▶ [Objective]
Return each line in the listing below that contains the string "snow". Case counts.

(Extracted records)
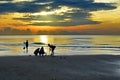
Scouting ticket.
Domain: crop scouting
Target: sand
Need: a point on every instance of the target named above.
(84, 67)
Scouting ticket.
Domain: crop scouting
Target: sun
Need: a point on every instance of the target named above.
(44, 39)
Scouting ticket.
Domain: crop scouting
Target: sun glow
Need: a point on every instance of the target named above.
(44, 39)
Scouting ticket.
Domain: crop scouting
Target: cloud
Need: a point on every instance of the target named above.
(54, 12)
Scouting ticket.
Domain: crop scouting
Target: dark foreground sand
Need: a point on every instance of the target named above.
(90, 67)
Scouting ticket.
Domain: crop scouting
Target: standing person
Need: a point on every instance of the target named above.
(26, 45)
(51, 49)
(42, 52)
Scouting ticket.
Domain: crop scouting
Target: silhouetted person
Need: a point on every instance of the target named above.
(36, 51)
(41, 52)
(26, 45)
(51, 49)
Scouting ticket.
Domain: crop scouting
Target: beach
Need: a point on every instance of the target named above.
(77, 67)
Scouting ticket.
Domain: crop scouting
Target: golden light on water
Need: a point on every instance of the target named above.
(106, 1)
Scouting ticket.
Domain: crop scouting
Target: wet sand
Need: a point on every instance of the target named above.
(84, 67)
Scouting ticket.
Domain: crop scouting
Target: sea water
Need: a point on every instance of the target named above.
(65, 44)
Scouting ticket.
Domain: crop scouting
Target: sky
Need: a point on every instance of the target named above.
(100, 17)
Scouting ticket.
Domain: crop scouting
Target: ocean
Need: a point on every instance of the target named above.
(65, 44)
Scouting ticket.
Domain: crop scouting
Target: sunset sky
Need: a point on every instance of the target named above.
(60, 17)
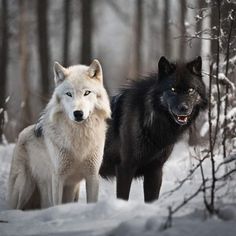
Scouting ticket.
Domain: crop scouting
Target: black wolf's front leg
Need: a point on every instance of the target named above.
(124, 176)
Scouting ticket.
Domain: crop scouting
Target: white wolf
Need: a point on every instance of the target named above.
(46, 170)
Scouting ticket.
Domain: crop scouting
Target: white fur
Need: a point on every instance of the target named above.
(68, 151)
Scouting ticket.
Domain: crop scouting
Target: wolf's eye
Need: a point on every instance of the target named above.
(87, 92)
(191, 90)
(69, 94)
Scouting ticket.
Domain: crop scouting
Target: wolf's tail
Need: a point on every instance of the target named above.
(21, 184)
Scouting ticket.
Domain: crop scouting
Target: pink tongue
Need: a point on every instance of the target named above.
(183, 118)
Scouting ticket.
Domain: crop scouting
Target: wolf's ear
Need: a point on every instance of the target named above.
(195, 66)
(95, 70)
(165, 67)
(59, 73)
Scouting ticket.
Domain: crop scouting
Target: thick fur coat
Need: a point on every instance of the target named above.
(46, 169)
(148, 117)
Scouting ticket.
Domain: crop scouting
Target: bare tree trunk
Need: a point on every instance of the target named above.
(86, 34)
(66, 35)
(166, 29)
(182, 45)
(3, 62)
(214, 23)
(138, 37)
(43, 48)
(24, 63)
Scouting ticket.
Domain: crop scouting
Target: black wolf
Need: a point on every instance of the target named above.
(148, 117)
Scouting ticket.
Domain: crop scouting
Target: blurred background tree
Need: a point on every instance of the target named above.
(128, 37)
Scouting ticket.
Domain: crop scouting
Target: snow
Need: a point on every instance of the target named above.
(116, 217)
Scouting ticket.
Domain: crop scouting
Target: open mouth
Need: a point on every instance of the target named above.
(181, 119)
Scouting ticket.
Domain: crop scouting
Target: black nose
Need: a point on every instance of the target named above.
(183, 107)
(78, 115)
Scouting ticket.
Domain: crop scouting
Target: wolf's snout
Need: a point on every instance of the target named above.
(78, 115)
(183, 107)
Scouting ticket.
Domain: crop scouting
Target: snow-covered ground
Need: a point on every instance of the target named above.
(116, 217)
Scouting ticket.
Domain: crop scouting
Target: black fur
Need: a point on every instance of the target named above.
(148, 118)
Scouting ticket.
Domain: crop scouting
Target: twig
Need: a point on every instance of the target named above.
(227, 86)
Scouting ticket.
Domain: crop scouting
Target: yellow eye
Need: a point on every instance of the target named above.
(69, 94)
(190, 90)
(87, 92)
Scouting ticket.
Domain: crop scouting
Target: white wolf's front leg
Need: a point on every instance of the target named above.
(57, 189)
(92, 187)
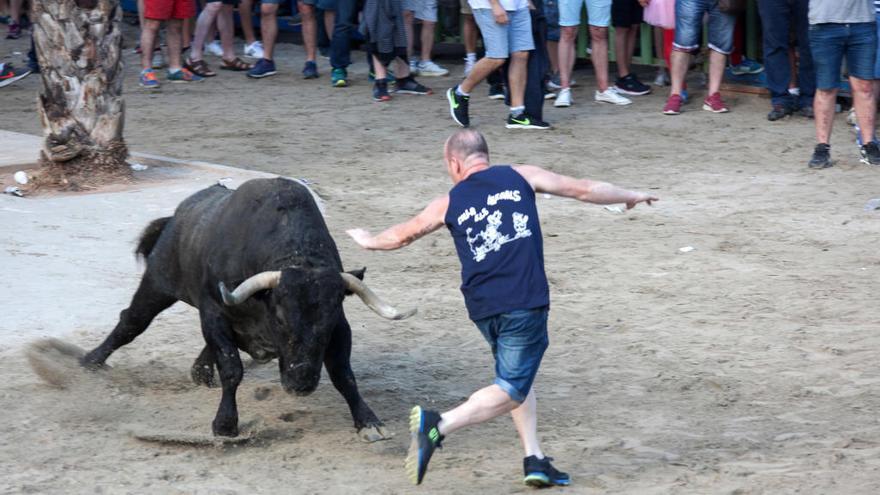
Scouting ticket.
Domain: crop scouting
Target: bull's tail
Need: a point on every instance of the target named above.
(150, 236)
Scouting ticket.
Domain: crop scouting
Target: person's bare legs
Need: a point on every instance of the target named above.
(481, 71)
(173, 33)
(516, 78)
(205, 20)
(568, 35)
(226, 26)
(717, 61)
(427, 39)
(268, 28)
(599, 55)
(309, 30)
(680, 61)
(865, 104)
(149, 38)
(245, 8)
(483, 405)
(525, 418)
(823, 106)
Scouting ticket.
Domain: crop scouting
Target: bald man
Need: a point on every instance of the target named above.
(493, 219)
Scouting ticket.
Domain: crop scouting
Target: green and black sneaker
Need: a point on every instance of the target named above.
(425, 438)
(539, 473)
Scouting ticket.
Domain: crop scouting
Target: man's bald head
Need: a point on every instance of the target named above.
(465, 144)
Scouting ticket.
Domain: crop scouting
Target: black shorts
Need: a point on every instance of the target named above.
(625, 13)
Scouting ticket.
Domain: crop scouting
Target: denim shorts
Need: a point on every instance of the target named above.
(689, 23)
(551, 13)
(830, 42)
(501, 40)
(423, 10)
(598, 12)
(518, 339)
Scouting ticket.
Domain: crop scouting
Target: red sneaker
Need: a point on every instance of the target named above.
(673, 105)
(715, 104)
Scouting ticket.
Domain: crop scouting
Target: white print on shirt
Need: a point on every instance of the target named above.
(490, 239)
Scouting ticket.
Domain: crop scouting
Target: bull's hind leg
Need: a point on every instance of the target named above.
(145, 305)
(202, 371)
(218, 336)
(337, 360)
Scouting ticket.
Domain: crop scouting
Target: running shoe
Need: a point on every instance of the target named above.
(380, 91)
(747, 66)
(715, 104)
(428, 68)
(821, 156)
(611, 95)
(496, 91)
(263, 68)
(870, 154)
(8, 74)
(148, 79)
(563, 98)
(426, 438)
(214, 48)
(630, 85)
(310, 70)
(524, 121)
(339, 77)
(458, 107)
(673, 105)
(539, 473)
(14, 31)
(254, 50)
(409, 86)
(183, 76)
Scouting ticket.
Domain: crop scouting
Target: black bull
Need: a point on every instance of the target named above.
(269, 240)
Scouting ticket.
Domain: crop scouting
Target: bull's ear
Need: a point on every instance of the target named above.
(357, 273)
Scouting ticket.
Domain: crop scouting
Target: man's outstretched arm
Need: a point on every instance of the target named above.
(585, 190)
(429, 220)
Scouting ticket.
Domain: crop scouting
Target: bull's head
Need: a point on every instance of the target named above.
(305, 308)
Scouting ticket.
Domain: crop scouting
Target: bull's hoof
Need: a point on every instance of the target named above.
(225, 427)
(373, 433)
(203, 374)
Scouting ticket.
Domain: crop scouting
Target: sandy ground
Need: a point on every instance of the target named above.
(748, 365)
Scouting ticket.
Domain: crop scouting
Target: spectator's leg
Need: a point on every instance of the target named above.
(205, 20)
(309, 29)
(173, 36)
(269, 28)
(599, 55)
(149, 37)
(775, 15)
(245, 11)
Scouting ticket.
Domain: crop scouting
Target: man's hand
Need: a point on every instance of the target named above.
(362, 237)
(639, 198)
(499, 13)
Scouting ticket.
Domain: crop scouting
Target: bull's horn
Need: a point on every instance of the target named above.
(372, 301)
(260, 281)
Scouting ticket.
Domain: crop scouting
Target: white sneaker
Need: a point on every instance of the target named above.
(254, 50)
(214, 48)
(469, 66)
(158, 61)
(611, 95)
(429, 68)
(563, 98)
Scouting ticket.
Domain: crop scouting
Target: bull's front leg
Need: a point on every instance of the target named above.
(337, 360)
(218, 336)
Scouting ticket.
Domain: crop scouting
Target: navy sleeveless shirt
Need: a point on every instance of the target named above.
(494, 222)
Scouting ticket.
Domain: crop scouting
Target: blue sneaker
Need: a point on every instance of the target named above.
(263, 68)
(425, 438)
(539, 473)
(339, 78)
(310, 70)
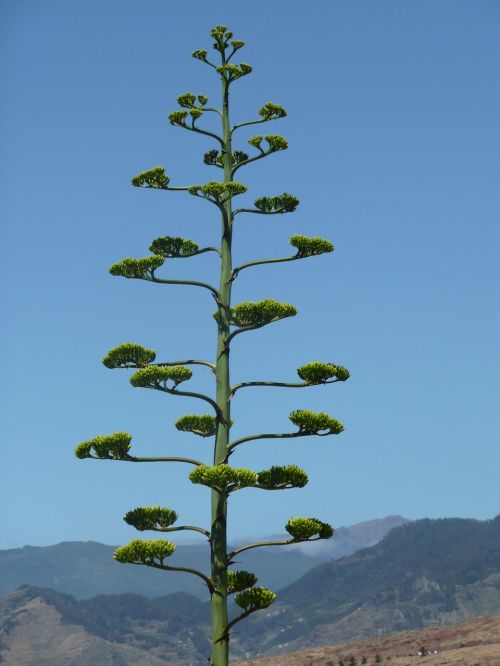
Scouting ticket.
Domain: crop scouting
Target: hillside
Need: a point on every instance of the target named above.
(473, 643)
(430, 573)
(46, 628)
(427, 572)
(85, 569)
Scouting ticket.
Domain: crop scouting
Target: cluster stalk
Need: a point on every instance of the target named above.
(166, 376)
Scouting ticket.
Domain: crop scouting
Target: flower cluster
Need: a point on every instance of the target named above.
(274, 142)
(218, 192)
(271, 111)
(255, 598)
(128, 355)
(233, 72)
(154, 178)
(150, 518)
(319, 373)
(188, 100)
(199, 424)
(237, 581)
(223, 477)
(283, 203)
(310, 246)
(222, 37)
(144, 552)
(173, 246)
(278, 478)
(141, 269)
(109, 447)
(315, 423)
(214, 158)
(303, 529)
(157, 377)
(261, 313)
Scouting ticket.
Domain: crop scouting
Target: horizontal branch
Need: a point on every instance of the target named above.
(193, 254)
(244, 329)
(180, 528)
(189, 362)
(189, 461)
(252, 438)
(167, 364)
(264, 261)
(237, 387)
(190, 283)
(279, 211)
(259, 544)
(189, 394)
(249, 122)
(208, 581)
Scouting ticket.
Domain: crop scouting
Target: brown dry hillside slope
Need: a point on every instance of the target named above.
(473, 643)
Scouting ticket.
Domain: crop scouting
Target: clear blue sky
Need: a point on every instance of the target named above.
(394, 152)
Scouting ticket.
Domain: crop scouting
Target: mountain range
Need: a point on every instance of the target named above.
(85, 569)
(421, 574)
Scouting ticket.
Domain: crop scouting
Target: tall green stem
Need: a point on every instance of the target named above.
(220, 642)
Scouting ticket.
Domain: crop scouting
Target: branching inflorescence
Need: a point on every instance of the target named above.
(168, 376)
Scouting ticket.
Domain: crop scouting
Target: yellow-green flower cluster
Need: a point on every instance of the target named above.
(108, 447)
(319, 373)
(315, 423)
(156, 376)
(283, 203)
(237, 581)
(144, 552)
(310, 246)
(200, 54)
(128, 355)
(217, 191)
(233, 72)
(214, 158)
(199, 424)
(154, 178)
(223, 477)
(140, 269)
(274, 142)
(173, 246)
(303, 529)
(150, 518)
(188, 100)
(255, 598)
(261, 312)
(278, 478)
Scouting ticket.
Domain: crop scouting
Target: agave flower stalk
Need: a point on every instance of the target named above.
(167, 376)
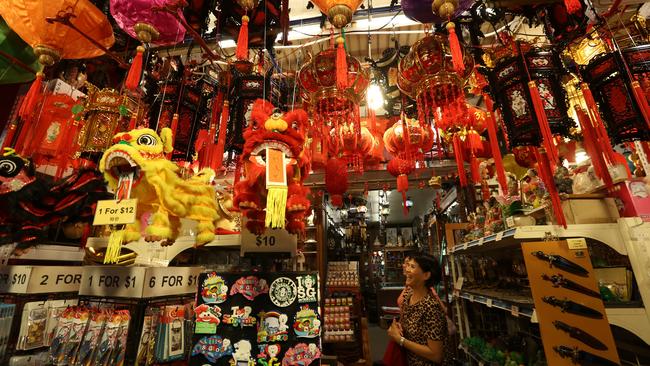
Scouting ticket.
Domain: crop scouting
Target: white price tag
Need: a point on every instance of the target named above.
(45, 279)
(14, 279)
(112, 281)
(514, 310)
(167, 281)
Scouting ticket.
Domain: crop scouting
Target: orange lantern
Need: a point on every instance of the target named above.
(54, 41)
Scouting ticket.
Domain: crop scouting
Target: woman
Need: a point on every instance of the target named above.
(422, 330)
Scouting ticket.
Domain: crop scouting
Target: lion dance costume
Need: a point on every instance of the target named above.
(275, 166)
(159, 189)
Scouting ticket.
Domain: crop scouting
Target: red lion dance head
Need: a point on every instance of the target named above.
(275, 166)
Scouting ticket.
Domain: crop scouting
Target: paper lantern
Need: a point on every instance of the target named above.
(339, 12)
(54, 41)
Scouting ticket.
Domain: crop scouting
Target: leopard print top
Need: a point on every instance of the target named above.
(422, 321)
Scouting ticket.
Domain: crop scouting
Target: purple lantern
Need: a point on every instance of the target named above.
(421, 10)
(141, 20)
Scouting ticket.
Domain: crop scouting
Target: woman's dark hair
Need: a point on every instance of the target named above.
(428, 264)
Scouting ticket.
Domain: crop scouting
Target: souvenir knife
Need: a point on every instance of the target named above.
(562, 263)
(581, 335)
(569, 306)
(580, 357)
(559, 281)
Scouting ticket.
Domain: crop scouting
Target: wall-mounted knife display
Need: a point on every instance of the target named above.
(571, 314)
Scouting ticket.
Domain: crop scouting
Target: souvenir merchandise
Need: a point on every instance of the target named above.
(250, 287)
(141, 151)
(301, 355)
(283, 292)
(307, 324)
(212, 348)
(33, 332)
(214, 289)
(208, 318)
(269, 355)
(240, 317)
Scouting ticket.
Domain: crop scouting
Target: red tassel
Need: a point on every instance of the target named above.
(456, 51)
(31, 98)
(474, 168)
(494, 144)
(341, 65)
(460, 164)
(403, 187)
(544, 169)
(221, 141)
(641, 100)
(544, 127)
(241, 53)
(133, 77)
(572, 6)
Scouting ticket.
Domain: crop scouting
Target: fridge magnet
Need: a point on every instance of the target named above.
(307, 289)
(307, 324)
(301, 355)
(213, 348)
(269, 355)
(250, 287)
(207, 319)
(242, 355)
(214, 289)
(240, 317)
(272, 327)
(283, 292)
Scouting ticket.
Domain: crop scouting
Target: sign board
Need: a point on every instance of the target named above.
(272, 241)
(114, 212)
(167, 281)
(39, 279)
(138, 282)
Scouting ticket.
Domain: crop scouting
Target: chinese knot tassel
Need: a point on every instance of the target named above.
(494, 144)
(572, 6)
(31, 98)
(544, 126)
(341, 64)
(460, 164)
(544, 170)
(454, 46)
(133, 77)
(241, 53)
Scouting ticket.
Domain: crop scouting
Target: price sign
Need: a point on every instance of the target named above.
(272, 241)
(577, 243)
(514, 310)
(168, 281)
(113, 212)
(14, 279)
(45, 279)
(112, 281)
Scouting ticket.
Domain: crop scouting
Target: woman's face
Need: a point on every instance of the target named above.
(415, 277)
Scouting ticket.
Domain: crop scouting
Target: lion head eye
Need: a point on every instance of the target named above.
(147, 140)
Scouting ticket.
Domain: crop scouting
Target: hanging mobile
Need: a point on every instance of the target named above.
(562, 263)
(569, 306)
(560, 281)
(581, 335)
(580, 357)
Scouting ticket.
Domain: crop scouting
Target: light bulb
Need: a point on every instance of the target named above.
(375, 97)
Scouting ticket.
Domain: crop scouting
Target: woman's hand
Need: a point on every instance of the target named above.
(395, 331)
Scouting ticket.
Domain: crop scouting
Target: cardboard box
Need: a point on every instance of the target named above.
(588, 210)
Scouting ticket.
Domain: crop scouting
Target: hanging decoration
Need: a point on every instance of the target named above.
(407, 141)
(275, 166)
(140, 154)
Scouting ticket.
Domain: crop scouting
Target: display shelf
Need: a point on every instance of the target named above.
(608, 234)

▶ [Solution to the exercise]
Target: snow
Target: snow-covered ground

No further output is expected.